Morte de ex-presidente abre novo ciclo de confrontos
A morte do antigo presidente e homem forte do Iémen durante mais de três décadas, Ali Abdullah Saleh, ontem às mãos dos seus ex-aliados houthi vem abrir novo capítulo na guerra civil que grassa há três anos neste país do Mar Arábico.
A morte de Saleh sucedeu na capital do Iémen, Sana, quando se deslocava num veículo blindado numa tentativa de sair da cidade, sendo intercetado por combatentes houthi. Saleh foi forçado a sair e abatido em seguida.
Os acontecimentos de ontem verificaram-se menos de uma semana após Saleh ter rompido a aliança com os houthi, com quem partilhava o controlo de Sana assim como o Norte e o Centro do país. A morte de Saleh, de 75 anos, antecipa nova intensificação do conflito, com as forças do seu partido a enfrentarem os aliados da véspera, com os quais o antigo presidente assinara um acordo em 2014. Em paralelo, representa ainda um revés para o campo do presidente reconhecido internacionalmente, Abd Rabbo Mansour Hadi, sediado na segunda cidade do país, Áden, e para a Arábia Saudita, que o apoia militarmente, à frente de uma coligação internacional de países árabes e muçulmanos, além dos Estados Unidos.
Além de Saleh, foram mortos outros altos quadros do seu partido, o Congresso Popular Geral (CPG), indicou uma dirigente da organização citada pelas agências. Fontes hospitalares indicaram que houve mais de 120 mortos e 238 feridos, combatentes e civis. Além dos combates em Sana, as forças fiéis ao antigo presidente e os houthi enfrentaram-se numa cidade do Sul do país, Sanham, de onde era natural Saleh.

Instruções da tarefa
Retome o texto sobre a morte do ex-presidente do Iémen, Ali Abdullah Saleh, e continue-o a partir da última frase.

Extrato dos dados
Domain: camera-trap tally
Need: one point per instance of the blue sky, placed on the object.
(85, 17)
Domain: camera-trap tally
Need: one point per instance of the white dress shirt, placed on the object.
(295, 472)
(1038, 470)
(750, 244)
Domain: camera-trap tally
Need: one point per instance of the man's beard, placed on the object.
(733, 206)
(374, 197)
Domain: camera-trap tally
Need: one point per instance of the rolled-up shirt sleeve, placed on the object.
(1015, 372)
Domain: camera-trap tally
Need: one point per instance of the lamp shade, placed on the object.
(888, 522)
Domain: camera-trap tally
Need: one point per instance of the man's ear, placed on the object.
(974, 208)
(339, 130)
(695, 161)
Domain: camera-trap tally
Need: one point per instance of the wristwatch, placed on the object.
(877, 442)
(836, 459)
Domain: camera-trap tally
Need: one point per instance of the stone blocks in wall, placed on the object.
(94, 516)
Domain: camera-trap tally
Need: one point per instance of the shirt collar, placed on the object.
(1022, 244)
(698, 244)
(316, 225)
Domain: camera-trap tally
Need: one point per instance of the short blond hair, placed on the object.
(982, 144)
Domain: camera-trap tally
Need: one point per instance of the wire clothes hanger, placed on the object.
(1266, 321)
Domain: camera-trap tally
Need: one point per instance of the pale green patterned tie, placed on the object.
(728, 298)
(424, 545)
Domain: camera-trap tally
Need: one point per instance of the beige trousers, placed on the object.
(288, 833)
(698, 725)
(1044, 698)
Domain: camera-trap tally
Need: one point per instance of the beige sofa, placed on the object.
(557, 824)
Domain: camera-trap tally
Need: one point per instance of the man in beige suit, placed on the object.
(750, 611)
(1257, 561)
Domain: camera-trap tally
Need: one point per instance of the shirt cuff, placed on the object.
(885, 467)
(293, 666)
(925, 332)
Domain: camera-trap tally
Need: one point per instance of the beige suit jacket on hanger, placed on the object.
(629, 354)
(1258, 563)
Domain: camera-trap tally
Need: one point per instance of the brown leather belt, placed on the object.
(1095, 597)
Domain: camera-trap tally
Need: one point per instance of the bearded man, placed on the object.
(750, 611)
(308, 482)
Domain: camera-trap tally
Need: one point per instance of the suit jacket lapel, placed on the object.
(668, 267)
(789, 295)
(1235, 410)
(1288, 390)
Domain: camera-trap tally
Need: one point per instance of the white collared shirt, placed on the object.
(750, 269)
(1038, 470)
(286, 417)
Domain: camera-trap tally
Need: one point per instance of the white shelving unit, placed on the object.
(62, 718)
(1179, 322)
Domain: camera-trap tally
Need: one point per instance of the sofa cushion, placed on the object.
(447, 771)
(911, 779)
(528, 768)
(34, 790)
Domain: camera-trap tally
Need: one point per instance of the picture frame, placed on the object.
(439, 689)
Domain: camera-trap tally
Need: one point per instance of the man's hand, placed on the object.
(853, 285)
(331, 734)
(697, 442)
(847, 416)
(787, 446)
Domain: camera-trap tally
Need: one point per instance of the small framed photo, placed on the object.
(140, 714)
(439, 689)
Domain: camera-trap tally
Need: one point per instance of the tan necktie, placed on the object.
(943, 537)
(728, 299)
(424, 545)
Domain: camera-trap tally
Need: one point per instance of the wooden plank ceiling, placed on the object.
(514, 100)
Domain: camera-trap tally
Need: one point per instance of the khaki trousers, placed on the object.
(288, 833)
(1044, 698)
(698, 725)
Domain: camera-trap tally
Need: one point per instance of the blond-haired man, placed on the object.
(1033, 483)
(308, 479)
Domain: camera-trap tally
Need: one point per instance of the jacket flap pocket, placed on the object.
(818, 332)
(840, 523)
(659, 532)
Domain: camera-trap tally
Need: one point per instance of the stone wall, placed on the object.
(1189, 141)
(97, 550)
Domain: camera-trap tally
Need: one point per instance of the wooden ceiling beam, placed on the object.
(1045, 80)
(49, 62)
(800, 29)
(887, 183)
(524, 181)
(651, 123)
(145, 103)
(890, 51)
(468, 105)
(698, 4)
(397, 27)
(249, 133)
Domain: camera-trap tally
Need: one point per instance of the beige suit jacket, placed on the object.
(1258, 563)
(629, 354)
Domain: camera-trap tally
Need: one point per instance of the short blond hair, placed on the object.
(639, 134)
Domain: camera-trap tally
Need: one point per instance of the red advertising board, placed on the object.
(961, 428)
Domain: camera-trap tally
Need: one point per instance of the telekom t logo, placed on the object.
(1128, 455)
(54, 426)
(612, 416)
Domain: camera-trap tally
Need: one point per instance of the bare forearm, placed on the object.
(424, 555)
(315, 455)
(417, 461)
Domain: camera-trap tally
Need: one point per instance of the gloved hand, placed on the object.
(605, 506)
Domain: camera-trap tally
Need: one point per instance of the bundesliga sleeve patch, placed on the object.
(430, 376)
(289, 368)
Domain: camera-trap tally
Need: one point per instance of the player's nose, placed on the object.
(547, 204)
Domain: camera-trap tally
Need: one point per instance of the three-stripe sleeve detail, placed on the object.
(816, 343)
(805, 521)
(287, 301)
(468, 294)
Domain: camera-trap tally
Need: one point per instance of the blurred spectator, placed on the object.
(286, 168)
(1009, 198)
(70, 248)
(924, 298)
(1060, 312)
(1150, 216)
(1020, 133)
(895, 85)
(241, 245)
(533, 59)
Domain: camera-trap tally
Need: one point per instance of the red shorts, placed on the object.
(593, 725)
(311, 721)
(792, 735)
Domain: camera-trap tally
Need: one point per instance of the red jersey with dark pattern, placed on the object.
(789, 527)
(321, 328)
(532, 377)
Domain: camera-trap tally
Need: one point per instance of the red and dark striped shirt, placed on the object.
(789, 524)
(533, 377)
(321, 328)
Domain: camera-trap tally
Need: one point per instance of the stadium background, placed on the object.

Resposta à tarefa
A mudança de campo de Saleh (primeiro presidente do Iémen unificado até ser afastado do poder no quadro do movimento das Primaveras Árabes, além de dirigente do Iémen do Norte desde 1978) foi saudada por Mansour Hadi e pela Arábia Saudita. O primeiro anunciou “para breve” uma amnistia para todos os elementos pró-Saleh, e a força área saudita bombardeou posições dos houthi (apoiados pelo Irão, ainda que este o negue), quando estalaram no final da passada semana os confrontos entre a milícia xiita e os partidários do antigo presidente. Este, no sábado, ao anunciar o fim da aliança, afirmara-se disposto a “abrir uma nova página” no conflito e pronto para negociações com o governo de Mansour Hadi e com a Arábia Saudita, se esta pusesse fim aos ataques a “cidadãos iemenitas” e levantasse o bloqueio que mantém ao país. Uma posição reafirmada ontem num comunicado do CPG em que volta a apelar ao fim dos ataques sauditas, por um lado, mas por outro sustenta que as declarações de Saleh no sábado foram mal interpretadas pelo houthi, levando-os a tomarem “uma atitude hostil” sem fundamento.
Do lado dos houthi, o seu dirigente máximo, Abdul Malik al-Houthi, considerou o dia de ontem como “grandioso”, por ter fracassado “a conspiração da traição”. Garantiu, noutro plano, que os fiéis de Saleh não seriam perseguidos e continuavam a ser bem-vindos para lutarem ao lado das suas milícias.
Primeiro sinal do recrudescimento da violência, soube-se que o presidente em exercício ordenara ao seu número dois, o vice-presidente Ali Mohsen al-Ahmar, para avançar com as forças sob seu comando para Sana. Atualmente, as unidades de Al-Ahmar estão a cerca de cem quilómetros da capital iemenita. O objetivo seria cercar Sana e expulsar os houthi, que estariam numa posição mais débil, após a rutura com as forças do CPG. Mas jornalistas naquela cidade referiam não haver sinais de combates entre os houthi e os fiéis de Saleh, parecendo os primeiros deterem total controlo de Sana. No entanto, na véspera, aviões da coligação internacional bombardearam posições houthi, junto do aeroporto e no chamado Distrito Político (onde se situa a maioria dos edifícios oficiais). A coligação divulgou ainda uma nota, pedindo aos civis para se “manterem a mais de 500 metros” das zonas sob controlo daqueles.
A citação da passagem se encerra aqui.